(Tareas propuestas):
A - Determine si cada afirmación concuerda con el texto sobre Isabel de Santiago, respondiendo sí o no y citando textualmente las palabras que lo deciden: (i) El testamento describe con minuciosidad los objetos personales y los enseres de la casa de Isabel. (ii) El testamento es el único documento que verifica la actividad artística de Isabel. (iii) Nicolás Javier de Goribar era hermano de Isabel.
B - Resuma en dos oraciones el texto sobre Isabel de Santiago.
C - Prosiga el texto sobre Isabel de Santiago a partir de su última oración.

(Fragmento del texto):
------------------------------
A medio borrar: las huellas de Isabel de Santiago
En el testamento de Isabel de Santiago se dice poco o nada sobre sus objetos personales o los enseres de su casa, cosa muy común en la época. En cambio, nos dice la investigadora Inmaculada Martín Martín, el detalle de los cuadros y objetos de arte que dejó tras su muerte es minucioso, absolutamente exhaustivo. Este testamento es quizá lo único que salvó a Isabel del anonimato absoluto, ya que se trata del único documento que verifica su actividad artística y la autoría de sus cuadros.
En una época en la que las mujeres no podían ni siquiera acceder a estudios formales, en que cualquier gesto desviado de la más absoluta devoción era interpretado como pecado de vanidad, debió haber sido un inmenso desafío para Isabel dedicarse al arte y, más aun, llegar a ser reconocida en su medio, haber sido de las muy pocas mujeres artistas que trascendieron en la época colonial. Pero lo que ella hizo es doblemente impresionante, porque no solo logró dedicarse a la pintura y ser reconocida por ello, sino que, además, no se limitó a la mera imitación de técnicas y escenas, sino que supo dejar su marca distintiva, unas señales estéticas que dan cuenta de su mundo, de su sensibilidad, de su mirada, y que aún hoy la diferencian, dentro de la Escuela Quiteña, de su célebre padre, Miguel de Santiago, y de su primo, Nicolás Javier de Goribar.
------------------------------
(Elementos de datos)
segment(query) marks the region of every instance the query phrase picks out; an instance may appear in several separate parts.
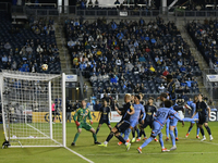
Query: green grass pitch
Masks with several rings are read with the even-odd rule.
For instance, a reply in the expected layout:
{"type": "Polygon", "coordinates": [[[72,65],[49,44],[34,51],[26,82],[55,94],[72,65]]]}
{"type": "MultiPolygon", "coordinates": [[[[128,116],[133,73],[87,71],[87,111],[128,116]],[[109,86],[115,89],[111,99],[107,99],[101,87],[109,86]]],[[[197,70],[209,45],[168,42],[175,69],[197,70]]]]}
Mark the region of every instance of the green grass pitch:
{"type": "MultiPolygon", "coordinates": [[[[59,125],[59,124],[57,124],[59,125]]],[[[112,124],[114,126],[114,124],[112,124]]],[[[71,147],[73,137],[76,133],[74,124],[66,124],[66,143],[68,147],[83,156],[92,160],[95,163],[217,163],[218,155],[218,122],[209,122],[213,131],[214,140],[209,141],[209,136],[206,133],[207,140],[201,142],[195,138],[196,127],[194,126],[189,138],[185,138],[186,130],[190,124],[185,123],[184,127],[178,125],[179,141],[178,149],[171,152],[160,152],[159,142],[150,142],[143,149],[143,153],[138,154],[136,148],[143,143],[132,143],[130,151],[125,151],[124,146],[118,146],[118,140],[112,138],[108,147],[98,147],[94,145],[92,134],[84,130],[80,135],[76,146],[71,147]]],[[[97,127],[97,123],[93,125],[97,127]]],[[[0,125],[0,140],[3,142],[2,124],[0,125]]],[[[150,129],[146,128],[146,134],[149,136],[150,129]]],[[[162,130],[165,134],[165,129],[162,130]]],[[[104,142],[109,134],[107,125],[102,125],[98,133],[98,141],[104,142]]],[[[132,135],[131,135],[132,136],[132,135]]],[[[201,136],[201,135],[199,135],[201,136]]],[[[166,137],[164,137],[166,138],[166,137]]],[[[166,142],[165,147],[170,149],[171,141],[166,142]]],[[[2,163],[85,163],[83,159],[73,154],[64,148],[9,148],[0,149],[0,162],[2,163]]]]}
------------------------------
(Respuestas por tarea):
A -
(i) No: «En el testamento de Isabel de Santiago se dice poco o nada sobre sus objetos personales o los enseres de su casa».
(ii) Sí: «se trata del único documento que verifica su actividad artística y la autoría de sus cuadros».
(iii) No: «de su primo, Nicolás Javier de Goribar».

B - El testamento de Isabel de Santiago detalla con minuciosidad sus cuadros y objetos de arte, y es el único documento que verifica su actividad artística y la autoría de sus obras. En una época en que las mujeres no podían acceder a estudios formales, ella logró dedicarse a la pintura, ser reconocida y dejar una marca estética propia que aún hoy la distingue, dentro de la Escuela Quiteña, de su padre, Miguel de Santiago, y de su primo, Nicolás Javier de Goribar.

C -
A Isabel le gustaba que sus cuadros estuvieran poblados de pequeñas flores y animales. En uno de ellos, el Arcángel Gabriel va caminando con su cornucopia en la mano, de ella brotan flores de todos los colores que se derraman en el piso para aligerar el paso del ángel, que tiene un rostro ambiguo, casi femenino. En otro, llamado El hogar de Nazareth, los pequeños animales tienen una presencia luminosa, diáfana y alegre, como si en esas escenas comúnmente lóbregas y llenas de penumbra, Isabel hubiera querido introducir un elemento disruptivo y una marca indeleble de su trazo particular, tanto más notable en la medida en que está caracterizado por la ligereza y por cierto tipo de jovialidad. Aunque Jacinto Jijón y Caamaño vio en estas pequeñas criaturas del reino animal y vegetal un reflejo de la humildad espiritual de Isabel de Santiago, una afirmación de la propia insignificancia ante la grandeza de Dios, hoy, más libres ya de la mirada moral y doctrinaria sobre el arte y especialmente sobre el arte de las mujeres, podemos especular –para nuestro placer y para la restitución estética de la artista– que un aliento particular, una inclinación, un gozo ante lo pequeño y lo efímero, lo colorido, lo vistoso –es decir, lo sensual, lo material– inspiraba el arte de Isabel de Santiago.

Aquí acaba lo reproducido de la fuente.